● **DATA TO EXAMINE**
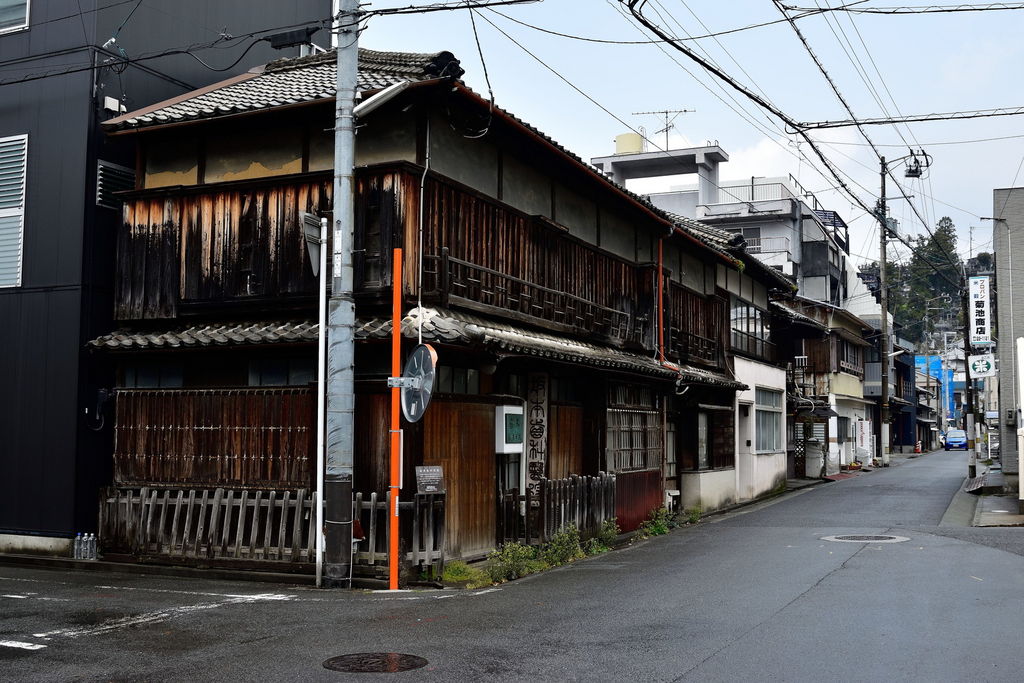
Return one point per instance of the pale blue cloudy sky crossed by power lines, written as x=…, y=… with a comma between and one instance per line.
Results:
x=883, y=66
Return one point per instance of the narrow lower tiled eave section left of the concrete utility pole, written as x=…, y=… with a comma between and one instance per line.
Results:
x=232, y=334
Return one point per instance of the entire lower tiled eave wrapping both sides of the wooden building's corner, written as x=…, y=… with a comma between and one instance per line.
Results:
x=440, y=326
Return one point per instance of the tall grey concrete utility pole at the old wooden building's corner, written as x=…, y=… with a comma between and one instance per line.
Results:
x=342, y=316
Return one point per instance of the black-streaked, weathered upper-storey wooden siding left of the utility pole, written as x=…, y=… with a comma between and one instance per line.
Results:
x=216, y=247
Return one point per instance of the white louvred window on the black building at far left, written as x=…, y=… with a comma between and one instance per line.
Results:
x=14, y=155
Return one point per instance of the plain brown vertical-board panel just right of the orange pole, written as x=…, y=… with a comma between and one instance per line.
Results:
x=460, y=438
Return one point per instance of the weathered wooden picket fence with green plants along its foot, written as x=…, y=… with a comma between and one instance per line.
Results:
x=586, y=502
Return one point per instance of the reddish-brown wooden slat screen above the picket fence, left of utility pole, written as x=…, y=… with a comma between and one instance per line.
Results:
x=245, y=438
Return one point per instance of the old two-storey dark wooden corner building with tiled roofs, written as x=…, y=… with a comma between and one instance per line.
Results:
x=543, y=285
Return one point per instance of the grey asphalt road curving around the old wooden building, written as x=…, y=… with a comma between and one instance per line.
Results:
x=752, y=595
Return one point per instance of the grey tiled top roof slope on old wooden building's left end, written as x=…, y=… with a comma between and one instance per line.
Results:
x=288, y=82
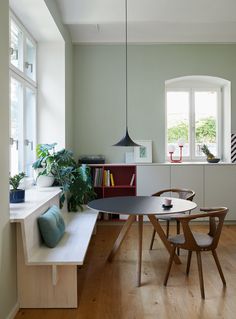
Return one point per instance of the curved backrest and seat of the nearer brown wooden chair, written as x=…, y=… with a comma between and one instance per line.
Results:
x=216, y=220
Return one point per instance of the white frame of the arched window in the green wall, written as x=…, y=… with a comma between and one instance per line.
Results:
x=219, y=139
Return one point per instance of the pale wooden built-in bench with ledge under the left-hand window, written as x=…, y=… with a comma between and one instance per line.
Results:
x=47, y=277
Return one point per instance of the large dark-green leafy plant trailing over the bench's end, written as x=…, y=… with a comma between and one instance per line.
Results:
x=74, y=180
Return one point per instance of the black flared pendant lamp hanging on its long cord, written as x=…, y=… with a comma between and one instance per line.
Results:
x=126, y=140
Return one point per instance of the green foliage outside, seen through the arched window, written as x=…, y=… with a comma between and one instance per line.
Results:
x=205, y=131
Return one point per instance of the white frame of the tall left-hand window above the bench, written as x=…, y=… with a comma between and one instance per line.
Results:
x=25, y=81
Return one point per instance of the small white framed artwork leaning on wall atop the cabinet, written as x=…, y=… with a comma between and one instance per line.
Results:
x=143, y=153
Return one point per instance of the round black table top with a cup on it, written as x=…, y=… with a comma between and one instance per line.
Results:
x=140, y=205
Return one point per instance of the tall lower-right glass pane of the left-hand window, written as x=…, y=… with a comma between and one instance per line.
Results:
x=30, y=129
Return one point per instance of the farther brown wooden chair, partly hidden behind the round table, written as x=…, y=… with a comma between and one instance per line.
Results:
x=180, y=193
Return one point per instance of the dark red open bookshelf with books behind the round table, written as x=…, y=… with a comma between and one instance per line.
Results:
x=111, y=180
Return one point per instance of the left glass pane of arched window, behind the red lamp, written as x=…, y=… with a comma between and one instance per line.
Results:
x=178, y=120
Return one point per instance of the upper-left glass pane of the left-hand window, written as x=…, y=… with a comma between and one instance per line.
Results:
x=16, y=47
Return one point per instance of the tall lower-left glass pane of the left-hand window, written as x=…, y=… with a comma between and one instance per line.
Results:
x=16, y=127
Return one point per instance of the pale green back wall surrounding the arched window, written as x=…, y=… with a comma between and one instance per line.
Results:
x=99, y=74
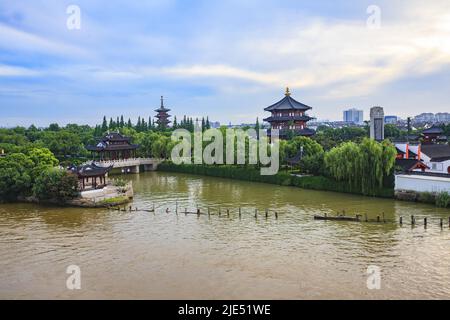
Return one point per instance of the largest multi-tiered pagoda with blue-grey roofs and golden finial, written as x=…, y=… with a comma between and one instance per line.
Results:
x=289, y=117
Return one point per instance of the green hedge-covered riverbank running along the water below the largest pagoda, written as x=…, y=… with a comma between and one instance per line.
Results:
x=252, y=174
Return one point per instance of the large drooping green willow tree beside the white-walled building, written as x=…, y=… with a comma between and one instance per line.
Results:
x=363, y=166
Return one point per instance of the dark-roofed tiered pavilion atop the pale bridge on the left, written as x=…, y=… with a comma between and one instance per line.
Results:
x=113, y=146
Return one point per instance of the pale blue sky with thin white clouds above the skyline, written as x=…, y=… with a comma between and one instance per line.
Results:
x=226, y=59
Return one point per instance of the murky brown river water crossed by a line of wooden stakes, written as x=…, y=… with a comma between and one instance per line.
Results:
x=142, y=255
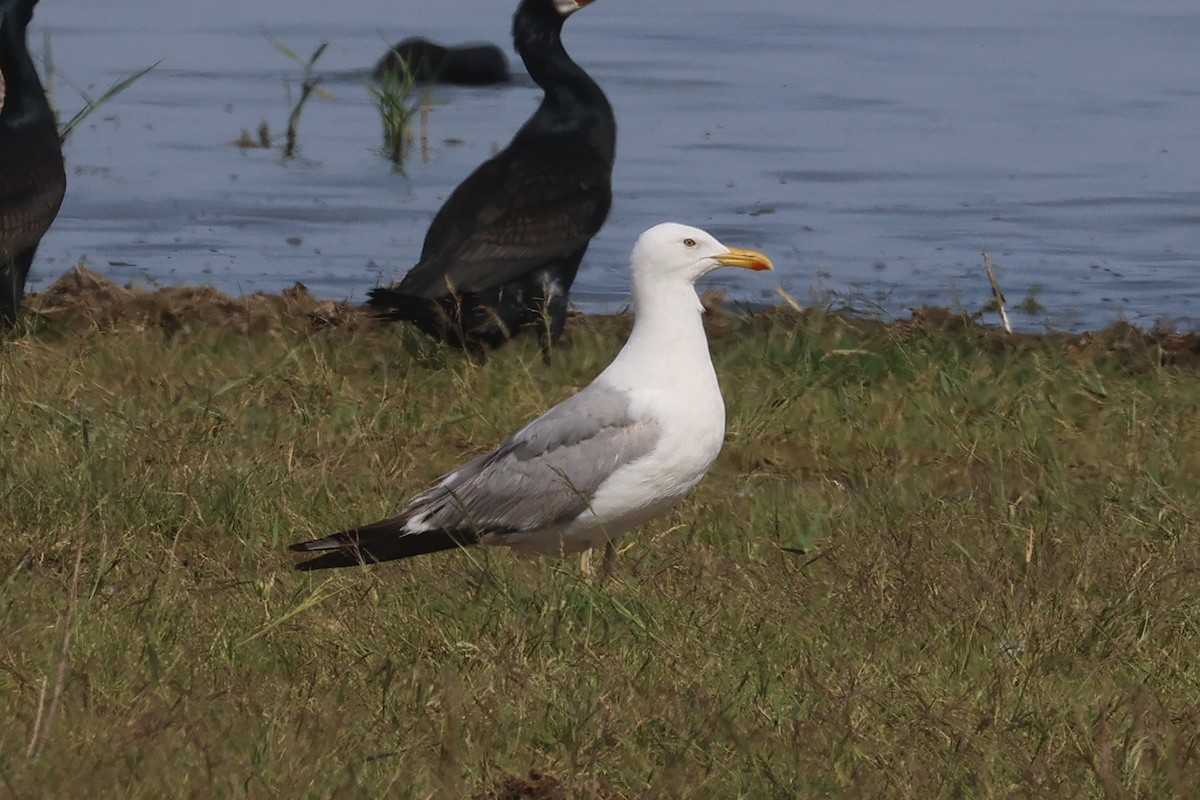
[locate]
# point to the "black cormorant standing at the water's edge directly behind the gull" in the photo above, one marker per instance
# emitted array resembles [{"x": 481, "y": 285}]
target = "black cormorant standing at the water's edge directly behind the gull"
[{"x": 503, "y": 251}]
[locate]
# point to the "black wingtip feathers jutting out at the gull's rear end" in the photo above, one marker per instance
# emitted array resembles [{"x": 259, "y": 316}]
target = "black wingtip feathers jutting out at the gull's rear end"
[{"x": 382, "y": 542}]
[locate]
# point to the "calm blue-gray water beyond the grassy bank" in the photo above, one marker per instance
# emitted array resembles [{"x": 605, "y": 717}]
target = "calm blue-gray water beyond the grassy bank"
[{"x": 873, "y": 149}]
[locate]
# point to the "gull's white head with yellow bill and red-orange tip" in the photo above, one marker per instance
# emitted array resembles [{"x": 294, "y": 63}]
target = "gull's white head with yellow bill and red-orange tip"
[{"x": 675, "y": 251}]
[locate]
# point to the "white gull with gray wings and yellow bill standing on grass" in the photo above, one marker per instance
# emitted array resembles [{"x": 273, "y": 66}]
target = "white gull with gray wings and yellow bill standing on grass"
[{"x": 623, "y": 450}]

---

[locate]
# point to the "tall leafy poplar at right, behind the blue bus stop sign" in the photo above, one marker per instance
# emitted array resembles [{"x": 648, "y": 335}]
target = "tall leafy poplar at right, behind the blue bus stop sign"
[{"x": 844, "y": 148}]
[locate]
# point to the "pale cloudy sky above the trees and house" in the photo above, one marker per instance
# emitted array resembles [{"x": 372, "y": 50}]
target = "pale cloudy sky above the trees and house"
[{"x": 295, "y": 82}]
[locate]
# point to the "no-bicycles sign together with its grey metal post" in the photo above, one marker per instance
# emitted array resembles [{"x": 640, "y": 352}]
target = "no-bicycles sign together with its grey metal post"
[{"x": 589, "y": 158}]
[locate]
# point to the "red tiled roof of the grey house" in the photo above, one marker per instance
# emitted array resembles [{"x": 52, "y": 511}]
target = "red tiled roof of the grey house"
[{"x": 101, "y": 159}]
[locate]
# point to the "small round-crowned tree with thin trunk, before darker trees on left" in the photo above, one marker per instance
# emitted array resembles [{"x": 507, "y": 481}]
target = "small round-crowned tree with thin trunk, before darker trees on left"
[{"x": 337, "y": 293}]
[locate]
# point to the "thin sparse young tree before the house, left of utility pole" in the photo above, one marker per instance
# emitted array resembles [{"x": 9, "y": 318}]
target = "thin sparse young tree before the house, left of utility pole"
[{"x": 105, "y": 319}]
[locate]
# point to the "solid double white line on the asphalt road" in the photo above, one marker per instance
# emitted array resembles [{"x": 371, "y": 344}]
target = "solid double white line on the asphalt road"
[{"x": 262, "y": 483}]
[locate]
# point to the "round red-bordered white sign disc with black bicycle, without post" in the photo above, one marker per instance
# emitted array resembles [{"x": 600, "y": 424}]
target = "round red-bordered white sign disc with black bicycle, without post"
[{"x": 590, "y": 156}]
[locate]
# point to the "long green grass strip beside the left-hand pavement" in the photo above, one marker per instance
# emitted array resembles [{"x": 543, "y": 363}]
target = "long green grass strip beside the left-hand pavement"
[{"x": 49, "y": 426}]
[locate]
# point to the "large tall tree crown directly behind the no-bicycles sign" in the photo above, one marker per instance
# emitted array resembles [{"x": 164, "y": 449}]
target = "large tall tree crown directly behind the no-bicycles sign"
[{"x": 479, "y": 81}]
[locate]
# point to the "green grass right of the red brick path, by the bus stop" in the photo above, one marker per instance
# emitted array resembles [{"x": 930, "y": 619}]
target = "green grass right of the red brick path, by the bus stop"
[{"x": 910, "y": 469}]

● **WHAT YOU HAVE TO DO**
Which lines of the entries contain "table"? Count them and write only the number.

● **EXERCISE ANSWER**
3